[Collected data]
▬▬▬
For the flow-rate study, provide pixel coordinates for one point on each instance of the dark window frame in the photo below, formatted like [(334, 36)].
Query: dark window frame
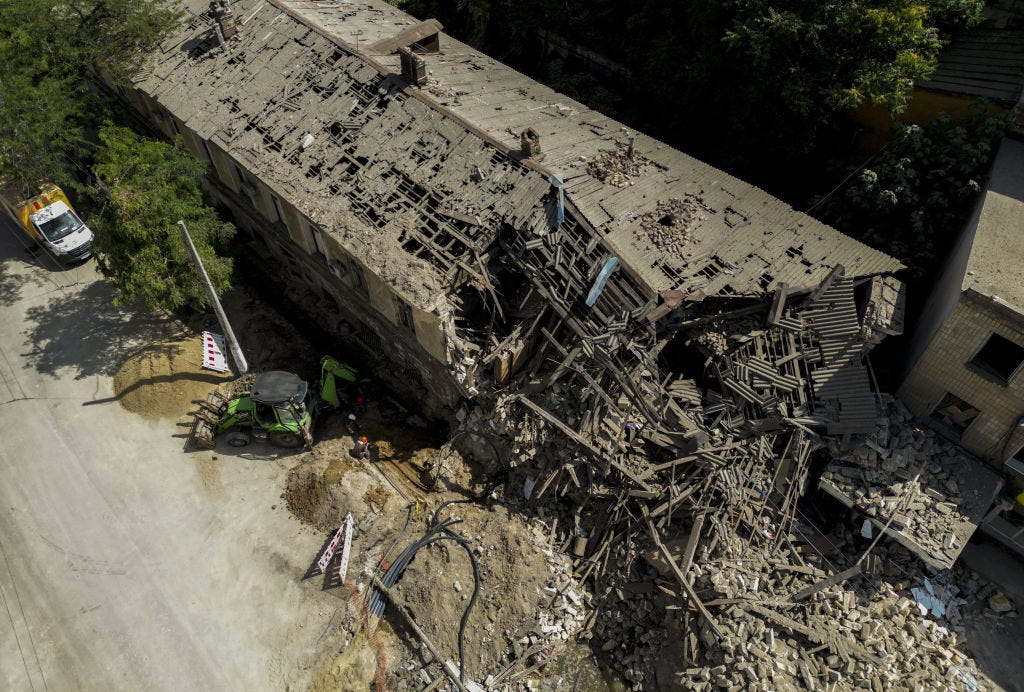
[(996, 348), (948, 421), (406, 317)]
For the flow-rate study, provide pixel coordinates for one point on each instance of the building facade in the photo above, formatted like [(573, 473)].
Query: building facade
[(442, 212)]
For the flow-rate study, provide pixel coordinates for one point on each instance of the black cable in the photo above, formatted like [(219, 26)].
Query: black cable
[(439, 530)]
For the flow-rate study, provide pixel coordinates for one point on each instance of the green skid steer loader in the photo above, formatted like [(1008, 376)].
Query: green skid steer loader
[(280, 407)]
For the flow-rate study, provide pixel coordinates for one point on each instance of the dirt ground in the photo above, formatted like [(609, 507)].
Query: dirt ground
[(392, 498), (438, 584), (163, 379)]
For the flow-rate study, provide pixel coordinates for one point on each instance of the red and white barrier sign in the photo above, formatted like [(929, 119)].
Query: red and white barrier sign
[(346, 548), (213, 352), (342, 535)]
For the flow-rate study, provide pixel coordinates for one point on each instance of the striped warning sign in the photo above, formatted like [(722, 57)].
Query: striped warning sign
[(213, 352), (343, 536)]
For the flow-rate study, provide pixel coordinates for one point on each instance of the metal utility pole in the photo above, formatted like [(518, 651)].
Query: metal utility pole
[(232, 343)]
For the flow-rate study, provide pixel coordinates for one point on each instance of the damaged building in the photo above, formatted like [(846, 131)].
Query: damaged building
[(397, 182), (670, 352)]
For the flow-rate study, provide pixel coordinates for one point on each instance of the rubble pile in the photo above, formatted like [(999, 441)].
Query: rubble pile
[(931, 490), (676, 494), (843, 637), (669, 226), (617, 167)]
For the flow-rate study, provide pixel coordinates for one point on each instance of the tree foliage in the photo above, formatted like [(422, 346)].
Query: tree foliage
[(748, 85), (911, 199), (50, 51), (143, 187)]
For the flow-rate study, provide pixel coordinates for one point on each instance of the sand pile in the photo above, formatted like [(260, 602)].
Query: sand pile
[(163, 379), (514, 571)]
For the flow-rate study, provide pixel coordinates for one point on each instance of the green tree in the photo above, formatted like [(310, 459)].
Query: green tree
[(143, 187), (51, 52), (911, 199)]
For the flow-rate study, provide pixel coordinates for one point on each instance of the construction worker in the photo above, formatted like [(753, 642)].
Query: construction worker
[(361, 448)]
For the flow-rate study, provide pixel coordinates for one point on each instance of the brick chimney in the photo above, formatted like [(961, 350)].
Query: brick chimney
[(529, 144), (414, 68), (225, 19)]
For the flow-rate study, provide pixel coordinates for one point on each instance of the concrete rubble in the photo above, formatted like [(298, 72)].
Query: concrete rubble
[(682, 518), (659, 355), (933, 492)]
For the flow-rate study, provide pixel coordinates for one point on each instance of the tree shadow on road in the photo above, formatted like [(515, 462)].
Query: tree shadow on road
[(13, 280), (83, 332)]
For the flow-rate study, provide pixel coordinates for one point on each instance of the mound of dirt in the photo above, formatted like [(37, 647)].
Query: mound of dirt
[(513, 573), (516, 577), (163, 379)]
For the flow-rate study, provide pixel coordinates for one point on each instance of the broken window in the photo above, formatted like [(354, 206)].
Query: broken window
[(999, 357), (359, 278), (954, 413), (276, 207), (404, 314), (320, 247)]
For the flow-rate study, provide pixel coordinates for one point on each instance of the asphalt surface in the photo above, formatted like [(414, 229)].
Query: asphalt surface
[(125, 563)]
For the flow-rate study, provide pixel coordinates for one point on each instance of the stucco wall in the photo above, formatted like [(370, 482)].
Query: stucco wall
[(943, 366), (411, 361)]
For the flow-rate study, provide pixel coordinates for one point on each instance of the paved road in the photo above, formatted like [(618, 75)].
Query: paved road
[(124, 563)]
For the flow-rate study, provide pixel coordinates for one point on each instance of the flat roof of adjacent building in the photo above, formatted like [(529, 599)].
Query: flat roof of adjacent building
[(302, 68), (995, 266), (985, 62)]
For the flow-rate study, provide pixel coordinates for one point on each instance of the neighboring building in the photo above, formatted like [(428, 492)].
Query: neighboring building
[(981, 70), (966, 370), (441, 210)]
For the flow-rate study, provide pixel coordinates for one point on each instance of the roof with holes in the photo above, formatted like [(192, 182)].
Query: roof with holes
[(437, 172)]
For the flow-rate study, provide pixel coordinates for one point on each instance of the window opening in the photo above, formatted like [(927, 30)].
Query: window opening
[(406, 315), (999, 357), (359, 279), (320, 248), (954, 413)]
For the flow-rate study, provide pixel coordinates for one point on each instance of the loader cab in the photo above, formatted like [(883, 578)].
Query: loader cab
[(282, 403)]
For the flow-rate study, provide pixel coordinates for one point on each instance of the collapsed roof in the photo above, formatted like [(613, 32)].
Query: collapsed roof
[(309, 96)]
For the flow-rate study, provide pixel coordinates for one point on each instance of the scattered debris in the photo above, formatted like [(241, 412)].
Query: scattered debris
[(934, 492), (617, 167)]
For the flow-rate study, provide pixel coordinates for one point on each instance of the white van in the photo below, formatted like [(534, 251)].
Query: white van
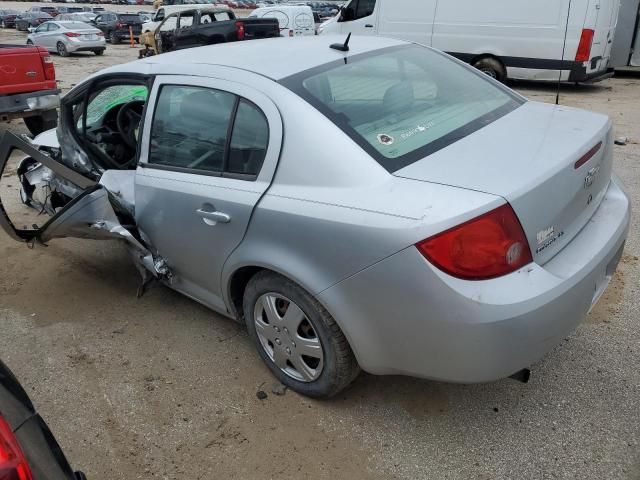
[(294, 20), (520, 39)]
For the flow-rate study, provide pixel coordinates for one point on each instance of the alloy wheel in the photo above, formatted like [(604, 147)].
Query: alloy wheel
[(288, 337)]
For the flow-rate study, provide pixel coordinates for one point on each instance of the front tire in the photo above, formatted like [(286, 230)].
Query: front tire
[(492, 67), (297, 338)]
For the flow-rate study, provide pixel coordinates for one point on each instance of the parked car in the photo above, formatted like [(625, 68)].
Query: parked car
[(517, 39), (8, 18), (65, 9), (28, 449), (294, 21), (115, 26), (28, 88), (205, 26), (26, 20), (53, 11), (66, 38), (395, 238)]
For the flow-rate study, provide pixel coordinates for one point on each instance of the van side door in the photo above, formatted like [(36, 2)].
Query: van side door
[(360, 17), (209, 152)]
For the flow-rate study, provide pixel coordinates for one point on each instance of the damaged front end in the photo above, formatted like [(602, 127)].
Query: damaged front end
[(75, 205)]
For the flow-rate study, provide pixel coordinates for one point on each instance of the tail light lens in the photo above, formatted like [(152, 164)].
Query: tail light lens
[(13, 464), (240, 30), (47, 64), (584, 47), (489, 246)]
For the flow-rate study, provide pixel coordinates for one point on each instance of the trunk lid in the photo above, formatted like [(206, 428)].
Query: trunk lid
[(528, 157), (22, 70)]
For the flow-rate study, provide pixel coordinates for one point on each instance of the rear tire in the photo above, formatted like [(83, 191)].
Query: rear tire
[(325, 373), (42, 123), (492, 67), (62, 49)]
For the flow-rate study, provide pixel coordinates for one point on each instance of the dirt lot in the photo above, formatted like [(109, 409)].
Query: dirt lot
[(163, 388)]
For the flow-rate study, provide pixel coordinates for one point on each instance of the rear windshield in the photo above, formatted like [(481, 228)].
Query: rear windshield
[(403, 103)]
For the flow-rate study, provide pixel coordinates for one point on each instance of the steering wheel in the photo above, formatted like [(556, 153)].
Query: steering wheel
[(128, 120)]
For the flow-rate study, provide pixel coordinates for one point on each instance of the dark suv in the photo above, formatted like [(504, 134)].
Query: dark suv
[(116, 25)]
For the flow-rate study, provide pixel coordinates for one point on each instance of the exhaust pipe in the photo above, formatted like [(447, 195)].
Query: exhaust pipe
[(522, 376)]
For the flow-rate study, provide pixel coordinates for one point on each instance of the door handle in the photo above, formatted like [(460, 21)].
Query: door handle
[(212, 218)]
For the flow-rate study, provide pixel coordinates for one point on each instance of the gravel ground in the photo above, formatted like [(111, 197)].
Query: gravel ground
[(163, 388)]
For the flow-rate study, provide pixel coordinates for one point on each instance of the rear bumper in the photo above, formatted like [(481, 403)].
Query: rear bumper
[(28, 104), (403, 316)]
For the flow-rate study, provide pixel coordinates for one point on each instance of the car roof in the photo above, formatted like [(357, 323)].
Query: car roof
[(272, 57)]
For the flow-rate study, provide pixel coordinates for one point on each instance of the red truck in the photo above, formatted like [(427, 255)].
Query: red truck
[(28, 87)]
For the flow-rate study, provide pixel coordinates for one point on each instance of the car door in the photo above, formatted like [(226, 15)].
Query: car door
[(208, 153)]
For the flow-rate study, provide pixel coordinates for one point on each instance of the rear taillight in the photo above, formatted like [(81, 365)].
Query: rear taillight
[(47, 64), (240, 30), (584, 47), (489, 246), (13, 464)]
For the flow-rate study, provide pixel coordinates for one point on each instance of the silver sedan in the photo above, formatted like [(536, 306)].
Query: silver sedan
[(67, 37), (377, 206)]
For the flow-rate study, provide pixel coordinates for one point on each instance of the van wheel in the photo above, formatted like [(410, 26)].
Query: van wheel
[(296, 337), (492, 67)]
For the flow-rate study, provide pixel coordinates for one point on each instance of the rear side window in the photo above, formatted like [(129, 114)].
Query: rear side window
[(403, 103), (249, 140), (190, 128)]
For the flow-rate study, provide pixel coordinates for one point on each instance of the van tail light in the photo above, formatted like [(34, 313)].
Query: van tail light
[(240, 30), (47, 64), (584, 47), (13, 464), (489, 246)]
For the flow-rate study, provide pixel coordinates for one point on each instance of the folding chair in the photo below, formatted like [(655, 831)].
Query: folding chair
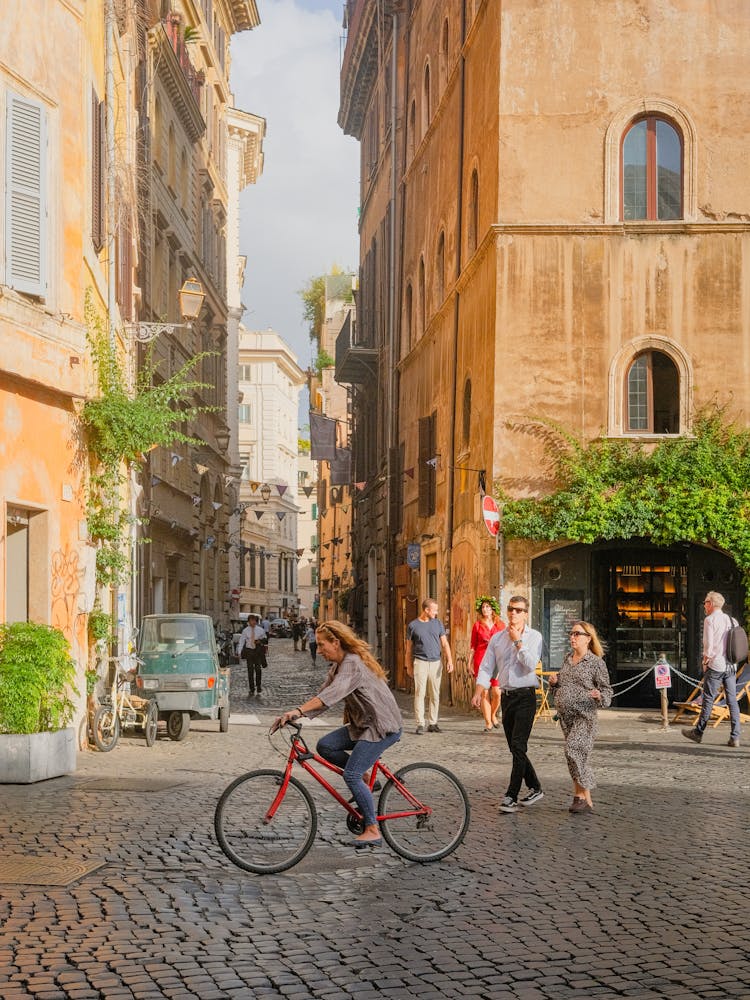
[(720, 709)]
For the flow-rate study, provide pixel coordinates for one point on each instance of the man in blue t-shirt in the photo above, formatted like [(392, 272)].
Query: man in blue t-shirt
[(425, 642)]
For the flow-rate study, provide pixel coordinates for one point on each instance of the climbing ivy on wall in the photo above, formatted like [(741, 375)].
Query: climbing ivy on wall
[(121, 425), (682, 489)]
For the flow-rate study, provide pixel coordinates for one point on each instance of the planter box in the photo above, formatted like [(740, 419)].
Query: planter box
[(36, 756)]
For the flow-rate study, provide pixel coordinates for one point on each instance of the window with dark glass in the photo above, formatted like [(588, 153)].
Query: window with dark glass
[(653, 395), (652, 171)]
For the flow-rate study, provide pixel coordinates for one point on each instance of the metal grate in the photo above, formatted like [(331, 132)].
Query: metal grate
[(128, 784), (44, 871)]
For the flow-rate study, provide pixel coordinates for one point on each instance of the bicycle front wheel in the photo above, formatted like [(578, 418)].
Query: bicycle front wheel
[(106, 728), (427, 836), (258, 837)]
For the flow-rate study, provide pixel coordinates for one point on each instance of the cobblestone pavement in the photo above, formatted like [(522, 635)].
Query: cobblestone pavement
▬▬▬
— What the task asks —
In the data, rewrite the lines from the one containing "like [(192, 182)]." through the one containing "[(437, 172)]", inclusive, changing "holes" to "gaps" and leaving everything else as it is.

— Solution to the problem —
For the flow-rate study, provide pixel coordinates for one point on each instance of the roof with gaps in the photo above, formatted like [(192, 182)].
Query: roof with gaps
[(437, 172)]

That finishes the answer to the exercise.